Objective: Edit the records below by changing "white petal" to "yellow petal" everywhere it occurs, and leave all other text the same.

Information provided:
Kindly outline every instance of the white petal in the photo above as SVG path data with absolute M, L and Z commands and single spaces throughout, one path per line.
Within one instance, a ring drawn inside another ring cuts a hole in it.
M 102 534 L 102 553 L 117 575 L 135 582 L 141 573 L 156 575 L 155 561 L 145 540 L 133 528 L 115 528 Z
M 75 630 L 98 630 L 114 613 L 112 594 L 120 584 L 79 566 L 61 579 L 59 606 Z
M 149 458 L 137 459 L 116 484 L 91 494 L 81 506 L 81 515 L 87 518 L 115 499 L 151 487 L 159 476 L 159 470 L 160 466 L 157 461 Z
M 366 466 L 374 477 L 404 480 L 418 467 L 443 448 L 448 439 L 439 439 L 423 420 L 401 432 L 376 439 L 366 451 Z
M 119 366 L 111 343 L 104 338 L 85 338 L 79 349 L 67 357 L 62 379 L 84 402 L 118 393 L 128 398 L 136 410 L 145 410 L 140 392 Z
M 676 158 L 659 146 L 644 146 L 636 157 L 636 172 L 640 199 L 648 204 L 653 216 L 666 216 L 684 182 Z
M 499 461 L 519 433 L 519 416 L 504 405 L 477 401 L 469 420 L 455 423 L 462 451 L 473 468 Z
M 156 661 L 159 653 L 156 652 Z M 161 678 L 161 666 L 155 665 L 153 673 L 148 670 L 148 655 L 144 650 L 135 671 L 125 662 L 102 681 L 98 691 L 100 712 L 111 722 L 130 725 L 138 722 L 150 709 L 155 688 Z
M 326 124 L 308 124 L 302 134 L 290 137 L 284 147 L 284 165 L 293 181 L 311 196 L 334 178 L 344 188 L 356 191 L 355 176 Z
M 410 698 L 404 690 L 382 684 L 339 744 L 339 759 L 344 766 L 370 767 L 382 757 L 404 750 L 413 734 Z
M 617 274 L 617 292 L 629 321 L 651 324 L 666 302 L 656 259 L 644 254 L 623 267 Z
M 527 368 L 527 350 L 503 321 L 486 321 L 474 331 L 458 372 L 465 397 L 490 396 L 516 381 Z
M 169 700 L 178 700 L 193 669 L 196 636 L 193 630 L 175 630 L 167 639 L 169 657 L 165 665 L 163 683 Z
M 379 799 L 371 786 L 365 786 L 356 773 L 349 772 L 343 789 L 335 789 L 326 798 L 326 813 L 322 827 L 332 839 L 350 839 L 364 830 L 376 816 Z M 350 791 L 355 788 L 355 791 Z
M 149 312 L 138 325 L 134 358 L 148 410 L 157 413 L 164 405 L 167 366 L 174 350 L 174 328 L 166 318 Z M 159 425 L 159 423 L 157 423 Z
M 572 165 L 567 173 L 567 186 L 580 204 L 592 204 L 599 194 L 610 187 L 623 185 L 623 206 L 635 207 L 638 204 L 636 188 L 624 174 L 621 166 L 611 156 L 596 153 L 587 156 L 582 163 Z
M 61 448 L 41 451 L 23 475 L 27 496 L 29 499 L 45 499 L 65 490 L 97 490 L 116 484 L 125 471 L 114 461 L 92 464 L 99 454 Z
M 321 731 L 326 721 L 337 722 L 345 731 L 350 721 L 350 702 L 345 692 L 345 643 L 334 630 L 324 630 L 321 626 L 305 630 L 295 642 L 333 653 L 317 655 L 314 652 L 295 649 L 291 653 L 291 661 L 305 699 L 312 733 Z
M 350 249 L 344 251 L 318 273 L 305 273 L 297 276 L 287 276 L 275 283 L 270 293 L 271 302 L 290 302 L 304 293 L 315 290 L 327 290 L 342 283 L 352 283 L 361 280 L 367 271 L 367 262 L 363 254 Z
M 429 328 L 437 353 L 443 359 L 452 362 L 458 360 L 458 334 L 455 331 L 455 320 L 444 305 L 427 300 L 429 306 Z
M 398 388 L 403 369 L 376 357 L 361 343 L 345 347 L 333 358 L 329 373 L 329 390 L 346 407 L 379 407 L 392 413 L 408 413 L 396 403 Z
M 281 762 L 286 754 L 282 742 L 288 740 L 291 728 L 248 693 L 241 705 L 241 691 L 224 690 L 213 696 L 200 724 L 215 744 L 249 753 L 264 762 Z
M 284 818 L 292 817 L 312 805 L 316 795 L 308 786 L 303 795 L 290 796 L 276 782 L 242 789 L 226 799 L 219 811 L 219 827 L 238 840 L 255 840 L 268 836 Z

Worked answer:
Kindly outline every instance of the yellow petal in the photo above as SVG path data with absolute M, L and Z commands and single spaces throughout, one path per line.
Within one instance, a ring drawn inside another ring cuts a hole in it.
M 102 534 L 102 553 L 117 575 L 135 582 L 141 573 L 156 575 L 155 561 L 145 540 L 133 528 L 115 528 Z
M 75 630 L 98 630 L 114 613 L 112 594 L 120 584 L 79 566 L 61 579 L 59 606 Z
M 149 458 L 137 459 L 116 484 L 91 494 L 81 506 L 81 515 L 87 518 L 115 499 L 151 487 L 159 476 L 159 470 L 160 466 L 157 461 Z
M 366 466 L 374 477 L 404 480 L 418 467 L 443 448 L 448 439 L 439 439 L 423 420 L 401 432 L 376 439 L 366 451 Z
M 119 366 L 111 343 L 104 338 L 85 338 L 79 349 L 67 357 L 62 379 L 84 402 L 118 393 L 128 398 L 136 410 L 145 410 L 140 392 Z
M 676 158 L 659 146 L 644 146 L 636 157 L 636 172 L 640 199 L 648 204 L 653 216 L 666 216 L 684 182 Z
M 499 461 L 519 433 L 519 416 L 504 405 L 477 401 L 469 420 L 455 423 L 462 451 L 473 468 Z
M 156 661 L 159 653 L 156 652 Z M 161 678 L 161 666 L 155 665 L 153 673 L 148 670 L 148 655 L 144 650 L 135 671 L 125 662 L 102 681 L 98 691 L 100 712 L 111 722 L 130 725 L 138 722 L 150 709 L 155 688 Z
M 326 124 L 308 124 L 302 134 L 290 137 L 284 147 L 284 165 L 293 181 L 311 196 L 334 178 L 344 188 L 356 191 L 355 176 Z
M 410 698 L 404 690 L 382 684 L 339 744 L 339 759 L 344 766 L 370 767 L 382 757 L 404 750 L 413 734 Z
M 617 274 L 617 292 L 629 321 L 651 324 L 666 302 L 656 259 L 644 254 L 623 267 Z
M 527 368 L 527 350 L 503 321 L 486 321 L 474 331 L 458 372 L 465 397 L 490 396 L 516 381 Z
M 169 700 L 178 700 L 193 669 L 196 636 L 193 630 L 175 630 L 167 639 L 169 657 L 165 665 L 163 683 Z
M 379 799 L 371 786 L 365 786 L 356 773 L 349 772 L 343 789 L 335 789 L 326 798 L 326 813 L 322 827 L 332 839 L 350 839 L 364 830 L 376 816 Z M 350 791 L 355 788 L 355 791 Z
M 149 312 L 138 325 L 134 358 L 148 410 L 157 413 L 164 405 L 167 366 L 174 350 L 174 328 L 166 318 Z M 159 425 L 159 423 L 157 423 Z
M 572 165 L 567 173 L 567 186 L 580 204 L 592 204 L 599 194 L 610 187 L 623 185 L 623 206 L 635 207 L 638 204 L 636 188 L 624 174 L 621 166 L 611 156 L 596 153 L 587 156 L 582 163 Z
M 61 448 L 41 451 L 23 475 L 27 496 L 29 499 L 45 499 L 65 490 L 97 490 L 116 484 L 125 471 L 114 461 L 92 464 L 99 454 Z
M 321 731 L 326 721 L 337 722 L 345 731 L 350 721 L 350 702 L 345 692 L 345 643 L 334 630 L 324 630 L 321 626 L 305 630 L 295 642 L 333 653 L 317 655 L 314 652 L 295 649 L 291 653 L 291 661 L 305 699 L 312 733 Z
M 350 249 L 344 251 L 318 273 L 305 273 L 297 276 L 287 276 L 275 283 L 270 293 L 271 302 L 290 302 L 304 293 L 315 290 L 327 290 L 342 283 L 352 283 L 361 280 L 367 271 L 367 262 L 363 254 Z
M 429 328 L 437 353 L 443 359 L 452 362 L 458 360 L 458 334 L 455 331 L 455 320 L 444 305 L 427 300 L 429 306 Z
M 398 388 L 403 369 L 376 357 L 361 343 L 345 347 L 333 358 L 329 373 L 329 390 L 346 407 L 379 407 L 392 413 L 408 413 L 396 403 Z
M 281 762 L 286 754 L 282 742 L 288 740 L 291 728 L 248 693 L 241 705 L 241 691 L 224 690 L 213 696 L 200 724 L 215 744 L 249 753 L 264 762 Z
M 284 818 L 292 817 L 312 805 L 316 795 L 308 786 L 303 795 L 290 796 L 276 782 L 242 789 L 226 799 L 219 811 L 219 827 L 238 840 L 255 840 L 268 836 Z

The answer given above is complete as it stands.